Referring expression data:
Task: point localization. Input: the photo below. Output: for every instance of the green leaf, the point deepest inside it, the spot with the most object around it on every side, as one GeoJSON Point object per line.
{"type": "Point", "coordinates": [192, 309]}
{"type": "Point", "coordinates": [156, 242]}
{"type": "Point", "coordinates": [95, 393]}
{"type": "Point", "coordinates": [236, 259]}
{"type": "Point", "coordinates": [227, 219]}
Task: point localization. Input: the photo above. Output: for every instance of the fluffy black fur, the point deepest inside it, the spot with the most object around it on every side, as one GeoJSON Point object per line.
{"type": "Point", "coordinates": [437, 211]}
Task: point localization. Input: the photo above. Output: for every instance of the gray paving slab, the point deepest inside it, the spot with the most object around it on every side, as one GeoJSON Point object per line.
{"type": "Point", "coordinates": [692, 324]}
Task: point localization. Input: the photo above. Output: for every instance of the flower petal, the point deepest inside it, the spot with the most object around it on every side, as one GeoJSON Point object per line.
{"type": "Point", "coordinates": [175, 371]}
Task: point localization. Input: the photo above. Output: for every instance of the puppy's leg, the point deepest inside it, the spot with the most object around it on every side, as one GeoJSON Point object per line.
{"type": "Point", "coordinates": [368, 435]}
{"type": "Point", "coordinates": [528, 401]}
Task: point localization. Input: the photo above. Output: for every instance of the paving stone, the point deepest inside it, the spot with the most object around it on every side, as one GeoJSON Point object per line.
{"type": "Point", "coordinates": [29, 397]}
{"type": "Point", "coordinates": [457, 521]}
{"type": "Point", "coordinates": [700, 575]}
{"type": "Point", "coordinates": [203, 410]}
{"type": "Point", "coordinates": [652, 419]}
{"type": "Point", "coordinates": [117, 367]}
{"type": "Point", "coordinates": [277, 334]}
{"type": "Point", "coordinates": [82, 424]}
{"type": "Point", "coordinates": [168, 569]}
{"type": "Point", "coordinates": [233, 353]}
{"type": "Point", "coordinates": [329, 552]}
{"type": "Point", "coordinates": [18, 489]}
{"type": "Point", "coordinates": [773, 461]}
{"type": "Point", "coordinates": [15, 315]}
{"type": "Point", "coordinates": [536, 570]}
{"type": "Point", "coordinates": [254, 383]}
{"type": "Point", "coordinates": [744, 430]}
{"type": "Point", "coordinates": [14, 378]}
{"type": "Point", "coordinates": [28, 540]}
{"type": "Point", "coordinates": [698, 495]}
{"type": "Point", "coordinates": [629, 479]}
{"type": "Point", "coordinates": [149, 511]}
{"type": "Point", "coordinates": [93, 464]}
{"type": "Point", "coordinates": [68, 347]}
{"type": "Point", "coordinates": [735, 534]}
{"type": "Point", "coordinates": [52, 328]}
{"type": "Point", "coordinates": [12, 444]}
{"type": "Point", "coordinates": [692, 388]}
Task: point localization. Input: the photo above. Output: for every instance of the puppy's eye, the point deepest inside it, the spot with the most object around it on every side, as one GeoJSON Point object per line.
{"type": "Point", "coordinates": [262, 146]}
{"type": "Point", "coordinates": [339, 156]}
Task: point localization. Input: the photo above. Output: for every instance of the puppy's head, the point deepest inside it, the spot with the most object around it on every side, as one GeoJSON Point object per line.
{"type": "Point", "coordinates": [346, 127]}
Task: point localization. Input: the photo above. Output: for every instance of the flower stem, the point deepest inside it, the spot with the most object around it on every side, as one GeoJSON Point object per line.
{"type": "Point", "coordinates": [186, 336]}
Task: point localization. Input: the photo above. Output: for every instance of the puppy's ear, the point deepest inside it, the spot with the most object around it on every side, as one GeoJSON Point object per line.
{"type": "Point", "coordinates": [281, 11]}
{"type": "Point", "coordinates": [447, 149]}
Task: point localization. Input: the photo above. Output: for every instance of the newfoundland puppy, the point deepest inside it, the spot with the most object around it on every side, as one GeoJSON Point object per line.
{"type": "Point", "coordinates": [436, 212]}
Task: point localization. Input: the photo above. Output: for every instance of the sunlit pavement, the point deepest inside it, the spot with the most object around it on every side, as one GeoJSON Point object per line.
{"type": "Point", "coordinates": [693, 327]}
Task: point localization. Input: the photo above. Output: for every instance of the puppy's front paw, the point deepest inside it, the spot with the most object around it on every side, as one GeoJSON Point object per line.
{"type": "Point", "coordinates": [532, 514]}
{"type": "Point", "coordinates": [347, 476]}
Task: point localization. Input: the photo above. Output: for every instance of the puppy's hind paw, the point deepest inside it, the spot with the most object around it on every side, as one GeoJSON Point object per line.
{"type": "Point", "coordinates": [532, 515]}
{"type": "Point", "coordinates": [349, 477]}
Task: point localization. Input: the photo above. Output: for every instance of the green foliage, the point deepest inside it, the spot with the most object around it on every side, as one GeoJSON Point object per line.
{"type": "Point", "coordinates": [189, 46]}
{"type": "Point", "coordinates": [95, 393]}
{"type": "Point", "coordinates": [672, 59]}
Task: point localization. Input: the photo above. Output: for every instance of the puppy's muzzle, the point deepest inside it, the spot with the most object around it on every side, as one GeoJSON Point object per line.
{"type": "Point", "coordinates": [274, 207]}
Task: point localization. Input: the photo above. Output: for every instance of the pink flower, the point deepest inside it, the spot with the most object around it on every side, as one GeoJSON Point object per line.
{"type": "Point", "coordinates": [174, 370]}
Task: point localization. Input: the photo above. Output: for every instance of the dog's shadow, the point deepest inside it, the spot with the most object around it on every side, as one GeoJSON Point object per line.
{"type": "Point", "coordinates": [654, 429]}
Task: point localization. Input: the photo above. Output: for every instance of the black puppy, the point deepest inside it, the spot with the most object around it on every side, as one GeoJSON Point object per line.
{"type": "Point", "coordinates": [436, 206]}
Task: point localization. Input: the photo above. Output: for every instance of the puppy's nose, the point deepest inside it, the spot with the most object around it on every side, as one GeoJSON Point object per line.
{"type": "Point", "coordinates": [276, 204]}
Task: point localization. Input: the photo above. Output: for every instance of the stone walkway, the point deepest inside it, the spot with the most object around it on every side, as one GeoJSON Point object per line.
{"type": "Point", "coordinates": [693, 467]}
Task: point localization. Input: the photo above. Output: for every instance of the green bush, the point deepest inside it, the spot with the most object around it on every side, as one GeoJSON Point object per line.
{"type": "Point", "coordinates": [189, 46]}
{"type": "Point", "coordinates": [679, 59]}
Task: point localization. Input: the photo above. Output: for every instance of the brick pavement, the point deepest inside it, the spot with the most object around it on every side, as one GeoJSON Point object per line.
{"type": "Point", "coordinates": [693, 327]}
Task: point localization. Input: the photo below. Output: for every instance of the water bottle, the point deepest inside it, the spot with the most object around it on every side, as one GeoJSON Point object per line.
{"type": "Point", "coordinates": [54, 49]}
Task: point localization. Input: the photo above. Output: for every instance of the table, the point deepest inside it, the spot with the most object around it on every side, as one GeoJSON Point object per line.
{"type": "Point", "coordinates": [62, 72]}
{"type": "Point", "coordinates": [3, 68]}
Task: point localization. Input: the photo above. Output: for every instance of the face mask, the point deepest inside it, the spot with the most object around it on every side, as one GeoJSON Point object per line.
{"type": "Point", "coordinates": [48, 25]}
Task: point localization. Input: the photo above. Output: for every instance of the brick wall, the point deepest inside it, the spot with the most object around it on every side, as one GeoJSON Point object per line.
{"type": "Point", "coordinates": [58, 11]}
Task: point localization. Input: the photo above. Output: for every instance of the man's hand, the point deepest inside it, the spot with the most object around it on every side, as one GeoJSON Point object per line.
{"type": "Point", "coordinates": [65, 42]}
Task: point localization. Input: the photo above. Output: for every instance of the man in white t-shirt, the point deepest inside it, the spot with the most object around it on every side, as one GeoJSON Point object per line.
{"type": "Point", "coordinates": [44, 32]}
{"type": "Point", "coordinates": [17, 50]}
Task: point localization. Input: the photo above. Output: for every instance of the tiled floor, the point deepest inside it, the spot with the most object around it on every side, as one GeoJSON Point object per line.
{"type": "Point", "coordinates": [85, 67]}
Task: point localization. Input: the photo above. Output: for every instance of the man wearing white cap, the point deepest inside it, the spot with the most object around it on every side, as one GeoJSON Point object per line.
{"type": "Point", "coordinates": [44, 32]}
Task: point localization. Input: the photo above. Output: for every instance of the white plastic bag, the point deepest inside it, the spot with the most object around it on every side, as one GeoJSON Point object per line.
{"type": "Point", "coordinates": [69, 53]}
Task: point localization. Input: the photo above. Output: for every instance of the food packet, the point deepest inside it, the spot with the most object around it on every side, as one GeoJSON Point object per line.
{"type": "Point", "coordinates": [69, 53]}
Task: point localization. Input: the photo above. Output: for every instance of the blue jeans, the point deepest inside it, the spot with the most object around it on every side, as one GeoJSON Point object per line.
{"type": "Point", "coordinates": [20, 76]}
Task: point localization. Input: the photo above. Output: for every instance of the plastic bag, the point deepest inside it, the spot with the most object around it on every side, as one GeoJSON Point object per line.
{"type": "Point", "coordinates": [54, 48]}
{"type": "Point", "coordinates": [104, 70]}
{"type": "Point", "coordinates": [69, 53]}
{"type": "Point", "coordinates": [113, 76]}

◆ YOUR ASSIGNMENT:
Please repeat, exactly and only, the lines from the one containing "of the plastic" through the last line of the records, both included.

◆ EXERCISE SOLUTION:
Task: point localization. Input: the photo above. Output: for every instance of the plastic bag, the point deepest inside it, the spot with the most object around it on every side, as one GeoJSON Point object per line.
{"type": "Point", "coordinates": [54, 48]}
{"type": "Point", "coordinates": [104, 70]}
{"type": "Point", "coordinates": [69, 53]}
{"type": "Point", "coordinates": [113, 76]}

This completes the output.